Short task: Render as a numbered list the lines of the listing starting at the line containing "like [(558, 73)]." and ending at the line containing "[(316, 282)]", including both, with blank lines omitted.

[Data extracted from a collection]
■ ■ ■ ■ ■ ■ ■

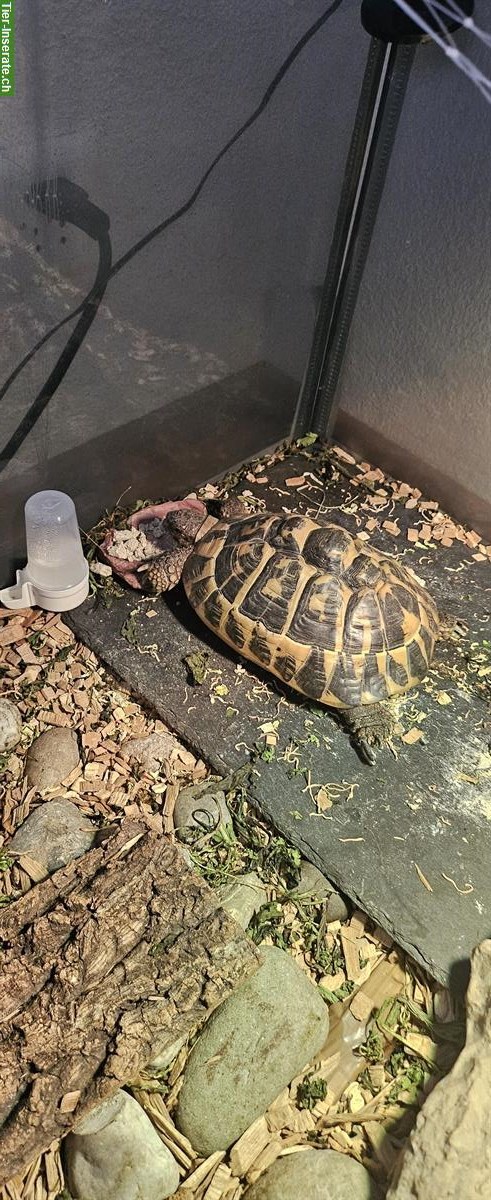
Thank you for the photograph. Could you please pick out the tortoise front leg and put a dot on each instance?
(163, 573)
(370, 726)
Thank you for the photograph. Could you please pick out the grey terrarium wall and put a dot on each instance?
(197, 352)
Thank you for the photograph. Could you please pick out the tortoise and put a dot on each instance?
(324, 612)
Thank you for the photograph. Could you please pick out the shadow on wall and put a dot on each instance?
(369, 443)
(163, 454)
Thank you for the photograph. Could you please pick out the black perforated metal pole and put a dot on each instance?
(394, 40)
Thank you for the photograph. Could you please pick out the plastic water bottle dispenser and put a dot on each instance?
(57, 574)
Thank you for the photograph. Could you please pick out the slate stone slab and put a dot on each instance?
(424, 815)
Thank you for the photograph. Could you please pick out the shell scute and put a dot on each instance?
(321, 610)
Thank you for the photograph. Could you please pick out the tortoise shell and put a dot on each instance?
(323, 611)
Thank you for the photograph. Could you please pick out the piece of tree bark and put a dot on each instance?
(103, 965)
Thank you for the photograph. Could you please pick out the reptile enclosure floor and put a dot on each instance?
(409, 838)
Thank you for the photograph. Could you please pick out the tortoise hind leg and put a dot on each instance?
(370, 726)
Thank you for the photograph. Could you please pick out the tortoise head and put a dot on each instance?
(185, 525)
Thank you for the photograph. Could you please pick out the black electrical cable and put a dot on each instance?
(89, 312)
(88, 307)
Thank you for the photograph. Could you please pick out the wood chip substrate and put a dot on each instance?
(408, 839)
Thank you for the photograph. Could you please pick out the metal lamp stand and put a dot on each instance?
(394, 41)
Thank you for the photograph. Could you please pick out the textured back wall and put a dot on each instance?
(201, 343)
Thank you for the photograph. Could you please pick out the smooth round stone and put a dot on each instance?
(313, 1175)
(125, 1159)
(10, 726)
(54, 834)
(101, 1116)
(264, 1035)
(52, 757)
(199, 808)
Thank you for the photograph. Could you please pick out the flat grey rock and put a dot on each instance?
(429, 805)
(123, 1161)
(52, 757)
(313, 1175)
(54, 834)
(10, 725)
(244, 897)
(250, 1049)
(313, 883)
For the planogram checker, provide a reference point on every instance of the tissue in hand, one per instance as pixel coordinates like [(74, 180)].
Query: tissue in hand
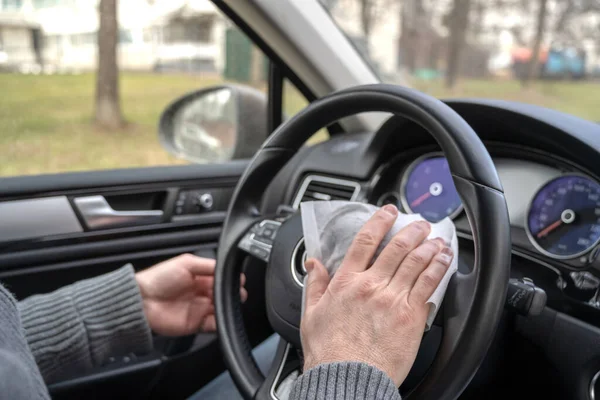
[(330, 226)]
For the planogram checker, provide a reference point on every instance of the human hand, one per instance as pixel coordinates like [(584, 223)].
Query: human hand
[(177, 295), (375, 314)]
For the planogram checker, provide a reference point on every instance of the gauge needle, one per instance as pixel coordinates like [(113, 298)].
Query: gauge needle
[(549, 228), (420, 199), (567, 217)]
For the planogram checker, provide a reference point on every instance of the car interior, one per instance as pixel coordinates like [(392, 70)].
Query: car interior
[(521, 320)]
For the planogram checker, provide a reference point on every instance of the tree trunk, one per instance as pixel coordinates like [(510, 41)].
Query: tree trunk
[(458, 22), (533, 66), (366, 16), (108, 108)]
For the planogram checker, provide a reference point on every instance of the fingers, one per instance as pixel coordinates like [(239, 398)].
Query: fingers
[(367, 240), (209, 324), (316, 283), (414, 264), (431, 277), (406, 240), (198, 265)]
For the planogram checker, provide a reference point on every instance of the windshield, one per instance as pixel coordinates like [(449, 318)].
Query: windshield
[(543, 52)]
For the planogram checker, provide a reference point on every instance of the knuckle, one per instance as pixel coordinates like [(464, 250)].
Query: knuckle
[(365, 239), (366, 288), (416, 258), (385, 299), (405, 317), (401, 244), (430, 279)]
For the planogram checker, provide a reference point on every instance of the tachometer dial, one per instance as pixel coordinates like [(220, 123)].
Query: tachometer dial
[(564, 217), (428, 189)]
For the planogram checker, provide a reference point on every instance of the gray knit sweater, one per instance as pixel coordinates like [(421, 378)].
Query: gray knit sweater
[(46, 337)]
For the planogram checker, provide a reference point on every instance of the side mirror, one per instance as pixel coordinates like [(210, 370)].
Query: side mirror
[(215, 124)]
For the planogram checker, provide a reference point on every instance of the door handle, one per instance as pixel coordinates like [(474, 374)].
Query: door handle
[(98, 214)]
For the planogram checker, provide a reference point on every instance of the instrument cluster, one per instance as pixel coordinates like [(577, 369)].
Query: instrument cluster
[(561, 219)]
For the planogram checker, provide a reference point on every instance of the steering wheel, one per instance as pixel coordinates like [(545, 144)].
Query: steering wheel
[(474, 301)]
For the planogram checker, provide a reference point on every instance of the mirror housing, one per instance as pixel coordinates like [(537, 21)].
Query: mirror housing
[(215, 124)]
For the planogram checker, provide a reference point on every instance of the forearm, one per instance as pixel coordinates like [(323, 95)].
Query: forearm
[(344, 381), (81, 325)]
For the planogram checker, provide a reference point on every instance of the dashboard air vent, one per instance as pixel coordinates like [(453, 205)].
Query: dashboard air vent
[(316, 187)]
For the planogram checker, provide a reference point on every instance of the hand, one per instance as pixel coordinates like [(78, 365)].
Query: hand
[(178, 295), (375, 314)]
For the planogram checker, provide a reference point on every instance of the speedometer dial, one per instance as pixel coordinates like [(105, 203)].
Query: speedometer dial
[(564, 217), (428, 189)]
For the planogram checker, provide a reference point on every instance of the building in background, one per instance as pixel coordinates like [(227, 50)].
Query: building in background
[(60, 35)]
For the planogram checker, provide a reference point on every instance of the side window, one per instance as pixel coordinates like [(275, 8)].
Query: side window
[(293, 102), (58, 111)]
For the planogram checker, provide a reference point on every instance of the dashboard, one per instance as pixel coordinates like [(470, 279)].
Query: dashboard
[(549, 166), (557, 207)]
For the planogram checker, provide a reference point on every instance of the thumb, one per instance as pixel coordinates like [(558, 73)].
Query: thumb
[(316, 282)]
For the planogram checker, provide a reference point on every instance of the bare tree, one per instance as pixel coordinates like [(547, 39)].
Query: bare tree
[(108, 108), (458, 24), (533, 67), (370, 11)]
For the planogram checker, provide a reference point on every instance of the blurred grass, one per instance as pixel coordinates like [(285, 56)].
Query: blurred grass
[(46, 121)]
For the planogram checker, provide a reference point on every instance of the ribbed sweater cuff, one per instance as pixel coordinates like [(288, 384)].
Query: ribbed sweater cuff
[(81, 325), (344, 381)]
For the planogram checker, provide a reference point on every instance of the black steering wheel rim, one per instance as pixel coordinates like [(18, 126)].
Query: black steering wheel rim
[(476, 300)]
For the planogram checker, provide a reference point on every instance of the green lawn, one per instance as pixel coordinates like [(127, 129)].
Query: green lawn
[(46, 127)]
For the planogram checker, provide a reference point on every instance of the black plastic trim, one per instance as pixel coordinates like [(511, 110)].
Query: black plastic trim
[(117, 246)]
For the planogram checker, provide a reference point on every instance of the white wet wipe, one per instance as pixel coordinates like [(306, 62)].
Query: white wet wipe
[(330, 226)]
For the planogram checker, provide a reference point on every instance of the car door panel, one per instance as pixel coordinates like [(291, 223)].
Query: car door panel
[(49, 240)]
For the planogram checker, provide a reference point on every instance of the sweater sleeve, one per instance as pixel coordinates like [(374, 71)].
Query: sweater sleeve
[(19, 375), (344, 381), (81, 325)]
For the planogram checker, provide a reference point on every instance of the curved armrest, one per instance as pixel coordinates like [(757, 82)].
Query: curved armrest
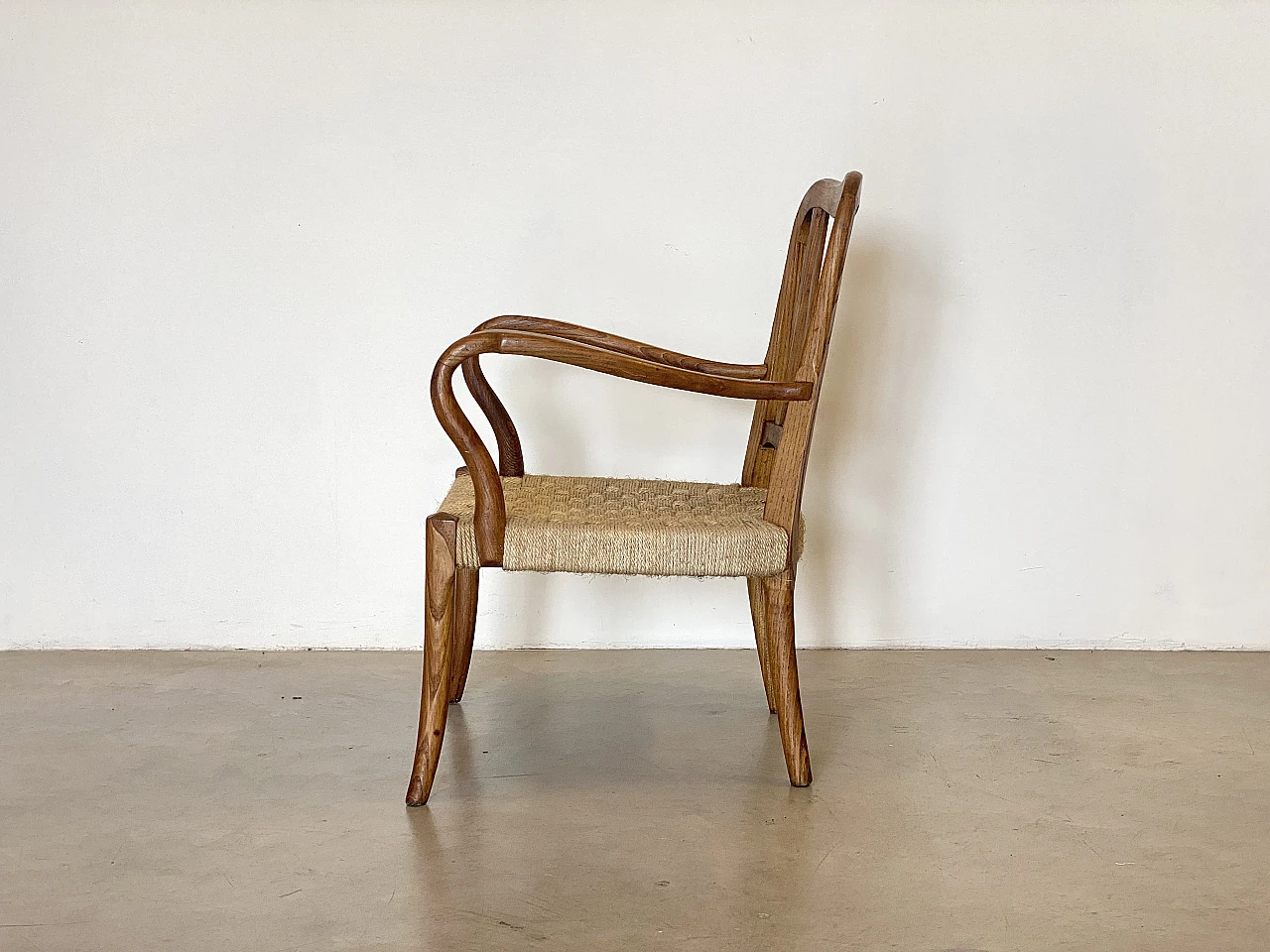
[(490, 517), (511, 458), (622, 345)]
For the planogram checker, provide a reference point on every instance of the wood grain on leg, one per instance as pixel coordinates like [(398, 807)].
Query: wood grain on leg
[(758, 612), (779, 594), (465, 630), (439, 617)]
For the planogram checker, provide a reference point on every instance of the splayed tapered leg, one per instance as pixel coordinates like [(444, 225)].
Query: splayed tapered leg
[(758, 612), (465, 629), (779, 597), (439, 619)]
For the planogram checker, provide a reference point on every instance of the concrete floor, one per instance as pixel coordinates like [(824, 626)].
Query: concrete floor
[(636, 800)]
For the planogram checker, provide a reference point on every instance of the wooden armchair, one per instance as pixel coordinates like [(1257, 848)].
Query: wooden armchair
[(502, 517)]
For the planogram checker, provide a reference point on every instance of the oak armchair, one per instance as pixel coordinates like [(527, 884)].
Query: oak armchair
[(498, 516)]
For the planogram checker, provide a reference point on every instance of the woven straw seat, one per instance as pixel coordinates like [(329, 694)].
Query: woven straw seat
[(626, 527)]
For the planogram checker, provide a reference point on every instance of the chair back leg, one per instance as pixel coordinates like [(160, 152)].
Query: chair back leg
[(439, 622), (779, 597), (758, 613), (465, 630)]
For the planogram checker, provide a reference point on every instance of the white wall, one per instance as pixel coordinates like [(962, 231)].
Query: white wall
[(234, 236)]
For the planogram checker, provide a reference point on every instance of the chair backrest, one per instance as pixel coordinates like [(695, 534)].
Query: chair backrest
[(781, 430)]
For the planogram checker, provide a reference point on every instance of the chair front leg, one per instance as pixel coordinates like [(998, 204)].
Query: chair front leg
[(439, 622), (779, 595)]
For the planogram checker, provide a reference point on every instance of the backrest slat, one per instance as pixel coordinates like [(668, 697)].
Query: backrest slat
[(799, 344)]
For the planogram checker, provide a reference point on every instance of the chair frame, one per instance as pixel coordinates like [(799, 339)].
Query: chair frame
[(786, 388)]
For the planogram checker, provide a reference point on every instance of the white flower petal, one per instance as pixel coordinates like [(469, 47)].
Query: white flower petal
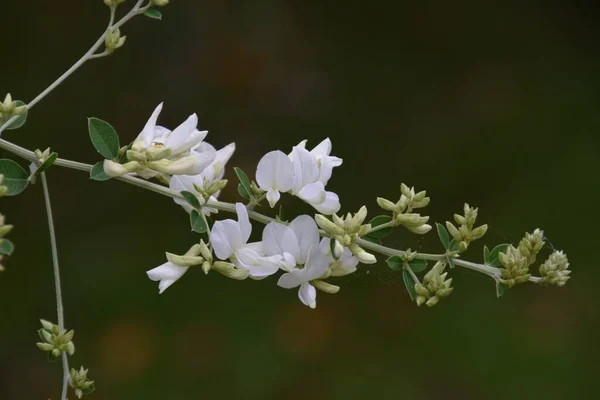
[(167, 274), (313, 193), (226, 237), (330, 206), (323, 148), (275, 171), (278, 239), (306, 169), (308, 295), (243, 221), (180, 135), (147, 133), (273, 196), (307, 234)]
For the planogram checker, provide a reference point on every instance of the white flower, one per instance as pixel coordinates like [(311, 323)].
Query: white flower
[(345, 264), (230, 241), (302, 258), (166, 274), (157, 150), (212, 173), (326, 162), (301, 173)]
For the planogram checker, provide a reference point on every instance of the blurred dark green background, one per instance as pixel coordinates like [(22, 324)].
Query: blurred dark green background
[(494, 103)]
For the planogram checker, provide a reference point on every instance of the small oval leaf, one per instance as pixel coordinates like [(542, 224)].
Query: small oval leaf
[(409, 282), (191, 199), (6, 247), (15, 177), (104, 138), (395, 263), (153, 13), (97, 172), (197, 222)]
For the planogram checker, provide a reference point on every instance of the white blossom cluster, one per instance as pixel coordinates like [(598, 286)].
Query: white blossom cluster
[(190, 164)]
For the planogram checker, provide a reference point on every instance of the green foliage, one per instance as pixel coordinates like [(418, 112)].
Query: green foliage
[(491, 257), (20, 121), (409, 282), (191, 199), (197, 222), (97, 172), (443, 235), (382, 233), (6, 247), (15, 177), (104, 138), (153, 13)]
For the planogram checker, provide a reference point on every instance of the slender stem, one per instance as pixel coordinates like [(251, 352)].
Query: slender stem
[(133, 12), (488, 270), (57, 284)]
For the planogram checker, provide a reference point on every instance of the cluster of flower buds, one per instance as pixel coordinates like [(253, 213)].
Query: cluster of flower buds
[(434, 286), (199, 254), (402, 210), (80, 382), (466, 233), (113, 3), (555, 270), (9, 108), (113, 39), (3, 188), (516, 267), (531, 244), (54, 341), (346, 231), (4, 230)]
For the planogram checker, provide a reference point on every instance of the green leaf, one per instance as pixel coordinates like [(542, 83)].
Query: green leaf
[(244, 181), (499, 289), (104, 138), (382, 233), (418, 265), (97, 172), (46, 164), (409, 282), (242, 191), (20, 121), (395, 263), (444, 236), (15, 177), (6, 247), (153, 13), (372, 239), (332, 249), (197, 222), (486, 255), (493, 260), (191, 199)]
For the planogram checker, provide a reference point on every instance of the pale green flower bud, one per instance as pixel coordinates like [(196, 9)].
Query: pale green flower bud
[(229, 270), (329, 226), (516, 267), (325, 287), (113, 39), (80, 382), (555, 270), (361, 254), (434, 287)]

■ ■ ■ ■ ■ ■ ■

Response:
1. For the planogram checker, provide a reference point on every instance of the thumb, one per instance as pixel coordinates like [(558, 73)].
2. Query: thumb
3. [(316, 282)]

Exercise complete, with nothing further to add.